━━ RECORDS SUPPLIED ━━
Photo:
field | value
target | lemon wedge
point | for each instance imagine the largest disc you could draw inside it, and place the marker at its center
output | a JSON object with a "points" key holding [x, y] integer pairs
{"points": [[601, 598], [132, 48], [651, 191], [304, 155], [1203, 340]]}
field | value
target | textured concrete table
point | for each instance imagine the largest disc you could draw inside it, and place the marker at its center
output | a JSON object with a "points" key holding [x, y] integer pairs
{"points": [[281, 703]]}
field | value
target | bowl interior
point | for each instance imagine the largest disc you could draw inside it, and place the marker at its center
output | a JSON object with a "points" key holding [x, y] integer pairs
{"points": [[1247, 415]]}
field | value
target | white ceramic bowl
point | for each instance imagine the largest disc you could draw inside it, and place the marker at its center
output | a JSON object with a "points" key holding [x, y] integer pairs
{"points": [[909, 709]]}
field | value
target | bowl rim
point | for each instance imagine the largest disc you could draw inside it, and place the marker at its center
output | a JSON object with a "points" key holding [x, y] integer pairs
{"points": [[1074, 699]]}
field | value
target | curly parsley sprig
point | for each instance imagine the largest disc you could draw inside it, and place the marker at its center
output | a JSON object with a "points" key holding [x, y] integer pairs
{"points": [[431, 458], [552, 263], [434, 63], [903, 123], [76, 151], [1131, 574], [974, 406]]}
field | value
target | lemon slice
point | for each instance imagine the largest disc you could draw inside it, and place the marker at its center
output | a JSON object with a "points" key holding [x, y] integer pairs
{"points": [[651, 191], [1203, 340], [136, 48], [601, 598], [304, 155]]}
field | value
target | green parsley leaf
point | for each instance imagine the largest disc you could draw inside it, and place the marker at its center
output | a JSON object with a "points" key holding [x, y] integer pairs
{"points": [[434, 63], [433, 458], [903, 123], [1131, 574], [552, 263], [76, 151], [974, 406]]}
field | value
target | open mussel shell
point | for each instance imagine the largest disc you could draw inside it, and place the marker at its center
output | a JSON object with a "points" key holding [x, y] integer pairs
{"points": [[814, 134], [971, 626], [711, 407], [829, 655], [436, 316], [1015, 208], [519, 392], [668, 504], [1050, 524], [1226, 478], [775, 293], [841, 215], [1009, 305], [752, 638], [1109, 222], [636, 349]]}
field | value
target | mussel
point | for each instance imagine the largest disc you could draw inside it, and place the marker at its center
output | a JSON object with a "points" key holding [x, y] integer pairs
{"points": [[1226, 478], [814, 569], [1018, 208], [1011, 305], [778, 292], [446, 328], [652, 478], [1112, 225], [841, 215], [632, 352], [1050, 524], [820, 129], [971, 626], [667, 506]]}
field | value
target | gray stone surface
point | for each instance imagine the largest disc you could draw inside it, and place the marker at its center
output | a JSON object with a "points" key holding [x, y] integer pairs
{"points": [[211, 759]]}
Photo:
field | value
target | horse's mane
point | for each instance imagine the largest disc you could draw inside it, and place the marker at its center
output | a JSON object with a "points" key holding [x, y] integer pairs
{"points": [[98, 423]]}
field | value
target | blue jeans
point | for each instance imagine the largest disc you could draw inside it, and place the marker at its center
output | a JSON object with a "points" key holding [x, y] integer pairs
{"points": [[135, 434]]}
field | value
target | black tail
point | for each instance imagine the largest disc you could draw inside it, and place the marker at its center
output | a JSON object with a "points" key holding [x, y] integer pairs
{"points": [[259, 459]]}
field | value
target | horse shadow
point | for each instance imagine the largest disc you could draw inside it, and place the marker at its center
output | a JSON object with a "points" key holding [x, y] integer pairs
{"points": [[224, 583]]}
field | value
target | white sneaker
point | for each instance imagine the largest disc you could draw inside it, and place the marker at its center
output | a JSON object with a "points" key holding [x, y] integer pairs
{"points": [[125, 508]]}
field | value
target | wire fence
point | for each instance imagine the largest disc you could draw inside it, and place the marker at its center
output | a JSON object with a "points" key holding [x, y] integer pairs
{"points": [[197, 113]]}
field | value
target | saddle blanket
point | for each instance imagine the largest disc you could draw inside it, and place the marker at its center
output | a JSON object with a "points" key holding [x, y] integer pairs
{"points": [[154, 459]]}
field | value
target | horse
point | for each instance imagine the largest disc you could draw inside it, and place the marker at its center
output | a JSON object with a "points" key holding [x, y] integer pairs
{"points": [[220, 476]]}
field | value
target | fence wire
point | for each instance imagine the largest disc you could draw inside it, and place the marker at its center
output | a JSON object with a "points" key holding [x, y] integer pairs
━━━
YOUR OBJECTIVE:
Reproduce the full set of entries above exactly, without dropping a line.

SOLUTION FOR THIS PROBLEM:
Photo:
field | value
target | lemon wedge
point | for each instance imagine the largest disc you could draw inside it, and place the marker at its center
output | a JSON object with a "points" key holding [x, y] integer pairs
{"points": [[601, 598], [132, 48], [651, 191], [304, 155], [1203, 340]]}
field | value
target | textured concrete table
point | for each instance imagine the largest disc you could draw inside it, and place the marker at its center
output | a JSON object with a "points" key holding [x, y] integer pairs
{"points": [[281, 703]]}
field | value
target | bowl interior
point | for each instance imagine the largest disc you could draw inside it, and place the marker at its center
output | a JSON object with a "points" key holding [x, y] integer pairs
{"points": [[1247, 415]]}
field | value
target | white ceramic bowl
point | for each instance imagine the largest disc you could draw inside it, and place the marker at its center
output | a JSON object with a "points" key holding [x, y] integer pairs
{"points": [[909, 709]]}
field | value
target | bowl rim
point | for each instance imagine the largest disc you could draw inside it, and place the marker at its center
output | a JSON object with a "points" key holding [x, y] integer pairs
{"points": [[1074, 699]]}
field | value
target | curly parsley sprig
point | for each instance imagine the largest disc you could draw inside it, and place the marker at its center
output | a JSON object with a "points" key holding [x, y] integer pairs
{"points": [[431, 458], [552, 263], [434, 63], [903, 123], [76, 151], [1131, 574], [974, 406]]}
field | value
target | lemon slice
point | for each instance imagine the largest disc you could draw inside it, and place the marker at its center
output | a JSON object with a "points" key holding [x, y] integer pairs
{"points": [[651, 191], [1203, 340], [136, 48], [601, 598], [304, 155]]}
field | value
target | green parsley leaf
point | for each instance imagine the largest disc you could draw inside it, and place the marker at its center
output | a JSON object with a "points" key holding [x, y] integer pairs
{"points": [[434, 63], [433, 458], [903, 123], [1131, 574], [552, 263], [76, 151], [974, 406]]}
field | value
target | open mussel shell
point | for each instance imagine the largest disc you could draw inside it, and place the marker at its center
output | a JSON object with a "points" key holding [x, y] integer pairs
{"points": [[814, 134], [971, 626], [711, 407], [829, 655], [436, 316], [1015, 208], [519, 392], [668, 504], [1050, 524], [1226, 478], [775, 293], [841, 215], [1009, 305], [752, 638], [1109, 222], [636, 349]]}
field | value
target | mussel
point | for each instance imagine the largest disc you could draw inside it, and place the marker at its center
output | a JSON object with a "points" key holding [x, y] integer pairs
{"points": [[1226, 478], [814, 569], [1018, 208], [1011, 305], [778, 292], [446, 328], [652, 478], [1112, 225], [841, 215], [632, 352], [1050, 524], [820, 129], [971, 626], [667, 506]]}
field | value
target | gray stone surface
point | for each instance imagine the largest disc you could draw inside it, and place the marker at its center
output | a JSON object with a "points" key holding [x, y] integer pairs
{"points": [[211, 759]]}
Photo:
field | value
target | horse's mane
point | for each instance imagine the largest disc you could draw inside it, and place the marker at its center
output | a JSON object with a "points" key holding [x, y] integer pairs
{"points": [[98, 423]]}
field | value
target | blue jeans
point | for each instance imagine the largest disc you could draw inside it, and place the marker at its center
output | a JSON object with a "points" key holding [x, y] integer pairs
{"points": [[135, 434]]}
field | value
target | black tail
point | for each instance imagine the largest disc you could draw inside it, and place the marker at its center
output | a JSON object with a "points" key holding [x, y] integer pairs
{"points": [[259, 459]]}
field | value
target | horse shadow
point | for each instance imagine the largest disc you could draw inside it, and place the marker at its center
output | a JSON object with a "points" key holding [x, y] integer pairs
{"points": [[224, 583]]}
field | value
target | white sneaker
point | for each instance imagine the largest disc you could draw inside it, and place the marker at its center
output | a JSON object with a "points" key holding [x, y] integer pairs
{"points": [[125, 508]]}
field | value
target | wire fence
point | for each instance imagine the largest disc you could draw inside it, and place the marker at its center
output | a JSON object with a "points" key holding [x, y] integer pairs
{"points": [[197, 113]]}
field | value
target | saddle blanket
point | for each instance imagine the largest disc you could draw inside it, and place the marker at its center
output | a JSON object with a "points" key holding [x, y] integer pairs
{"points": [[154, 459]]}
field | value
target | horse
point | for each instance imagine the largest disc you could draw inside it, and place the marker at its center
output | a JSON object with a "points" key holding [x, y] integer pairs
{"points": [[220, 476]]}
field | value
target | fence wire
point | for each instance imagine the largest disc you could draw inside it, and place the marker at its center
output | a JSON object with a "points" key holding [x, y] integer pairs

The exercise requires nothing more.